We would also like to point out that shareholders have the opportunity to pre-vote or grant a proxy before the meeting. See the notice for further details on how to register this. If you pre-vote or grant a proxy, you can still log in to the general meeting to follow and ask questions, but you will not have the opportunity to vote on the matters.
No Registration is required for shareholders who wish to participate online, but shareholders must be logged in before the general meeting starts. If you log in after the general meeting has started, you will be given access to follow, but without the right to vote.
Go to the following website: https://dnb.lumiconnect.com/
either on your smartphone, tablet or PC. All major known browsers, such as Chrome, Safari, Edge, Firefox etc. are supported.
enter Meeting ID: 100-651-601-736 and click Join Meeting:
Alternatively put direct link in your browser https://dnb.lumiconnect.com/100-651-601-736
You must identify yourself with
Once you are logged in you will be able to see your name, the number of votes you have, and you can choose the system language Norwegian or English.
Please note that you must have internet access during the entire meeting.
All shareholders registered in the VPS are assigned their own unique reference and PIN code for use in the General Meeting, available to each shareholder through VPS Investor Services. Access VPS Investor Services, select Corporate Actions, General Meeting. Click on the ISIN and you can see your reference number (Ref.nr.) and PIN code.
All VPS directly registered shareholders have access to investor services either via https://investor.vps.no/garm/auth/login or internet bank. Contact your VPS account operator if you do not have access.
Shareholders who have not selected electronic corporate messages in Investor Services will also receive their reference number and PIN code by post together with the summons from the company (on registration form).
Shareholders who do not find their reference number and PIN code for access, or have other technical questions is welcome to call DNB Carnegie Issuer Services on phone + 47 23 26 80 20 (between 08:00-15:30)
Custodian registered shareholders: Shares held through Custodians (nominee) accounts must exercise their voting rights through their Custodian. Please contact your Custodian for further information.
──────
| What to do |
(a) Answer these about the online general meeting instructions:
(i) What Meeting ID do shareholders enter?
(ii) What happens to a shareholder who logs in after the general meeting has started?
(iii) What phone number can shareholders call for technical questions, and between which hours?
(b) In the online general meeting instructions, write out everything from "Shareholders who do" down to "for further information.".
(c) Continue the online general meeting instructions from the point where they stop.
The data that follows isn't needed here.

| Information provided |
──────
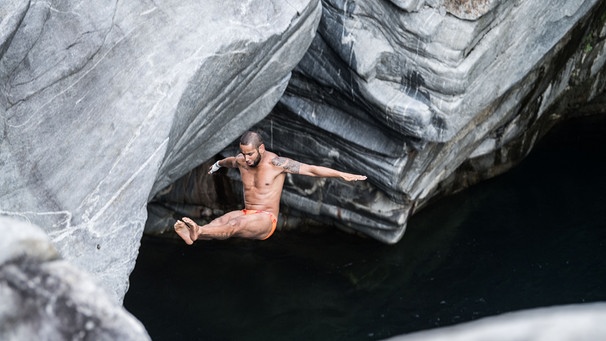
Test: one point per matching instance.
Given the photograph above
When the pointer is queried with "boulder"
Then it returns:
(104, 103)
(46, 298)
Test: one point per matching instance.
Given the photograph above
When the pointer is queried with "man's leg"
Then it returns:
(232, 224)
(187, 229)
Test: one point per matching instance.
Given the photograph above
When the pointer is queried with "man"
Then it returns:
──────
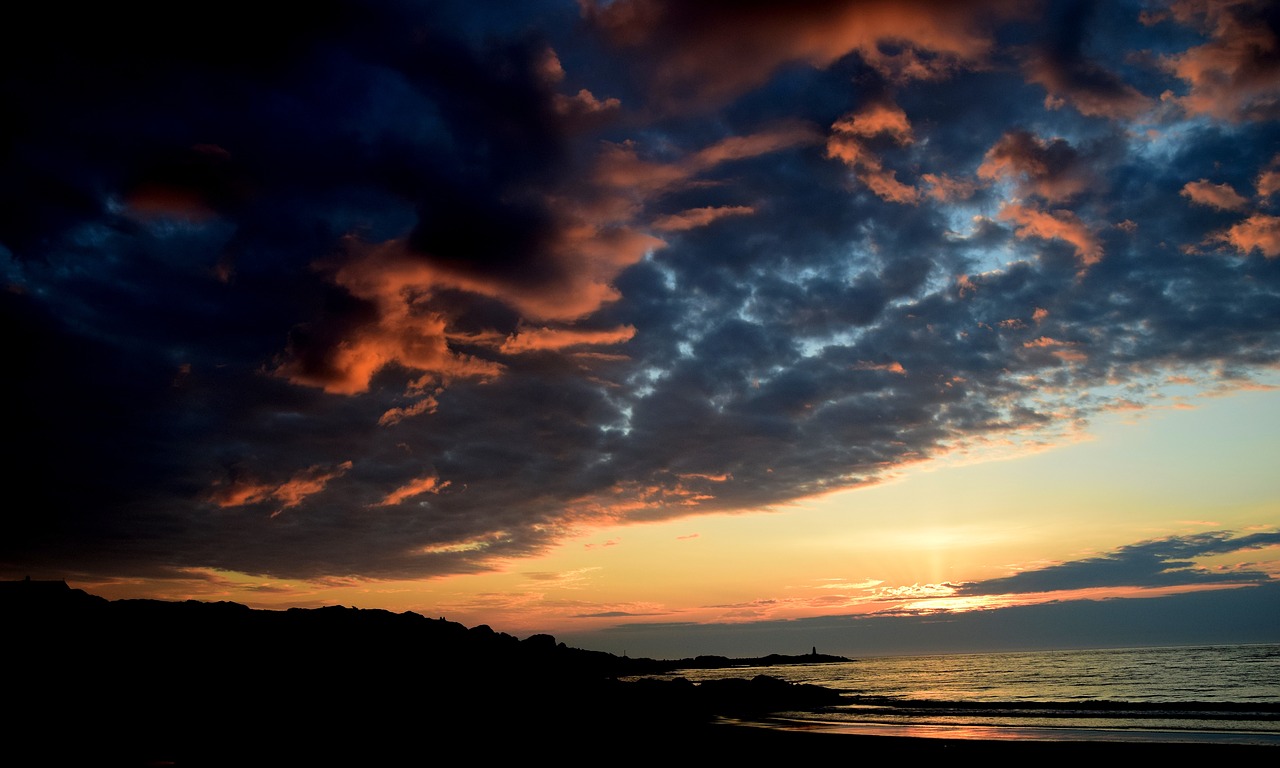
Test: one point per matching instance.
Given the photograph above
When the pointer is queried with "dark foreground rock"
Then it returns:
──────
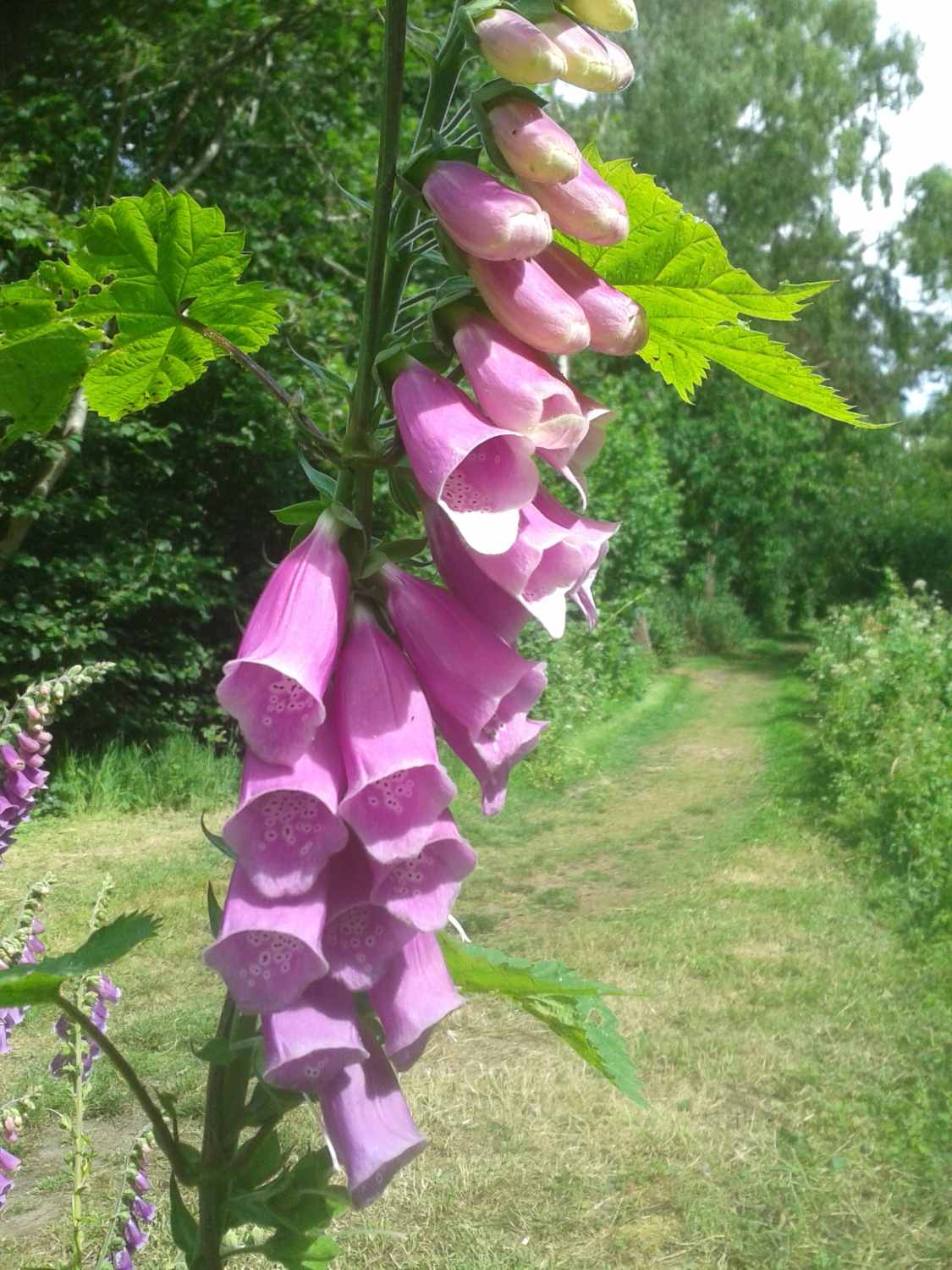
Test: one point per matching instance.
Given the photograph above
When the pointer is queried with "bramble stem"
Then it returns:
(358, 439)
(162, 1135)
──────
| Answers to each task |
(a)
(i) 100-651-601-736
(ii) They can follow the meeting but have no right to vote.
(iii) +47 23 26 80 20, between 08:00 and 15:30

(b)
Shareholders who do not find their reference number and PIN code for access, or have other technical questions is welcome to call DNB Carnegie Issuer Services on phone + 47 23 26 80 20 (between 08:00-15:30)
Custodian registered shareholders: Shares held through Custodians (nominee) accounts must exercise their voting rights through their Custodian. Please contact your Custodian for further information.

(c)
Matters to be voted on will be pushed to your screen when voting is due. If necessary, click on the VOTING option when available. Normally, all matters will be available for voting at the start of the meeting, and you can vote as quickly as you wish on all matters.
To vote, select FOR, AGAINST or ABSTAIN, and you will see a confirmation text with your choice.
You may also be given an option where you can vote collectively on all matters. If you use this option, you can still override the voting direction on individual matters if desired.
You can change or cancel your votes as many times as you like, until the meeting chair closes the voting on the individual matters. Your last choice will be valid.
NB: Logged-in shareholders who have pre-voted or given a proxy will not have voting available.
Written questions or comments on the items on the agenda can be submitted by shareholders throughout the general meeting.
To view published questions from other shareholders, or if you yourself wish to ask questions or comment on any of the items on the agenda, select MESSAGES
All shareholders who submit questions or comments will be identified to other shareholders by name, but not by shareholding.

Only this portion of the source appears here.